— Texte source —
>>

C’est donc une démarche généalogique qui s’impose ; et plus spécifiquement une démarche nietzschéenne. D’une part, parce que Nietzsche est un penseur de la complexité de l’individu : tout homme est pour lui un complexe hiérarchisé de ce qu’il appelle des pulsions, des processus interprétatifs qui essaient de se dominer les uns les autres. Un même évènement sera par exemple interprété différemment selon que la pulsion de colère, de reconnaissance ou de curiosité domine chez un homme. Une telle domination hiérarchique peut néanmoins n’être que provisoire : tout complexe pulsionnel est en perpétuel réarrangement, une situation particulière peut « nourrir » davantage telle ou telle pulsion. Il faut aussi préciser que si chaque complexe complexe pulsionnel est absolument singulier, on peut néanmoins distinguer des « types » d’organisations pulsionnelles, c’est-à-dire des configurations pulsionnelles relativement invariantes et récurrentes, caractérisées par une structure hiérarchique donnée. Par exemple au §260 de Par-delà bien et mal, et plus tard dans le premier traité de la Généalogie de la morale, Nietzsche distingue le type du « noble » de celui de l’ « esclave » : le type noble est caractérisé, entre autres, par la spontanéité de la force, le sentiment de sa propre valeur et la tendance à hiérarchiser ; tandis que le type esclave est réactif et négateur. Là où le noble laisse libre cours à ses instincts et se réjouit de la vie, l’esclave, faute de puissance, réprime ses instincts – la vie lui est douloureuse, il la hait : on pourra bientôt le caractériser comme un « homme du ressentiment ». Nous aurons l’occasion de revenir à cette distinction typologique qui nous servira de paradigme ; mais il faut dès à présent le préciser : ces « types » ne constituent pas des essences ou des abstractions idéalistes, ils peuvent se croiser, se « mélanger », voire se juxtaposer au sein d’un seul et même individu. Il ne s’agit pas là non plus d’une grille de lecture unique. L’opposition entre type actif et type réactif peut être déclinée selon toute une variété de nuances, ne serait-ce que parce que chaque représentant d’un type – chaque individu au sein duquel ont été repéré les caractéristiques propres à tel ou tel type – conserve son entière singularité et peut porter en lui-même des caractéristiques qui divergent de celles du dit type.

<<

— Extraits des données —

>>

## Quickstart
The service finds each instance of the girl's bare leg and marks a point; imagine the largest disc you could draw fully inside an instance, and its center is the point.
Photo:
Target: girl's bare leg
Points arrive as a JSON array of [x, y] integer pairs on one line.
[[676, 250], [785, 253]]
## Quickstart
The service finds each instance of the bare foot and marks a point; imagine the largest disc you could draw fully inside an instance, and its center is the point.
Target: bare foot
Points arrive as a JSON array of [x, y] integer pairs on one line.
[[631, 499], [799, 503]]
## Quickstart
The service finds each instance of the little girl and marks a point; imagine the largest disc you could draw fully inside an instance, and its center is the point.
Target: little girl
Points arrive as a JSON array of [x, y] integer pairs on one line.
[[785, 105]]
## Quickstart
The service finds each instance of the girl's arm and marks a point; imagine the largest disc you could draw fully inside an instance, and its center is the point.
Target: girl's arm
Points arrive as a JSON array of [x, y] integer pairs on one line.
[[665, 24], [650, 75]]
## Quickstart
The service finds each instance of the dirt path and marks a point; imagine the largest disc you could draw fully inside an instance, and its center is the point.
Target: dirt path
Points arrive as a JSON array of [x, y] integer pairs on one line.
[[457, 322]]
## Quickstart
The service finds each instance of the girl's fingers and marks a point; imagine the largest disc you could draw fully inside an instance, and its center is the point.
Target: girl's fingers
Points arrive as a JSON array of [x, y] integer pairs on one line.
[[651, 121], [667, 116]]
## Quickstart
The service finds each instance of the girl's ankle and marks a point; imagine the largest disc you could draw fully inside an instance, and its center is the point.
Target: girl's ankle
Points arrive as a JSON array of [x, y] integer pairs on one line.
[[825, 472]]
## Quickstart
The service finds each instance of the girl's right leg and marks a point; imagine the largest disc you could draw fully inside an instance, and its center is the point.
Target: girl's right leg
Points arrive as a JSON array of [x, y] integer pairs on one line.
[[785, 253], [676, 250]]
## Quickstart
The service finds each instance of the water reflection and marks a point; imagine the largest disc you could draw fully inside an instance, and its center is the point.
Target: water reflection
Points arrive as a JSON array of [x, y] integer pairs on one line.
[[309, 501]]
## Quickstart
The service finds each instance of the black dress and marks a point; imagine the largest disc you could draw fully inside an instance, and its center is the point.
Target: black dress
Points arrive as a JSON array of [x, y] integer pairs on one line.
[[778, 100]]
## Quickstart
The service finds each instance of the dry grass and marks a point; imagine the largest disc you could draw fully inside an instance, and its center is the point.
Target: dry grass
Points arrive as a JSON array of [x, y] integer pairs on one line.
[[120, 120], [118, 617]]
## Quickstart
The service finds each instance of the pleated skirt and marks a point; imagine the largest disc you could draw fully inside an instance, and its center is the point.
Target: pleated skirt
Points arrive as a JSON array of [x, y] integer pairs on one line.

<<

— Consigne —
Indiquez, s'il vous plaît, si chacune des affirmations suivantes concorde avec le texte source, en répondant par oui ou non et en citant mot pour mot le passage qui tranche.
1. La domination d'une pulsion sur les autres est toujours définitive.
2. Les types noble et esclave peuvent coexister dans un même individu.
3. Le type esclave se caractérise par la spontanéité de la force.

— Réponse attendue —
1. Non : “Une telle domination hiérarchique peut néanmoins n’être que provisoire”
2. Oui : “ils peuvent se croiser, se « mélanger », voire se juxtaposer au sein d’un seul et même individu”
3. Non : “le type noble est caractérisé, entre autres, par la spontanéité de la force” ; “le type esclave est réactif et négateur”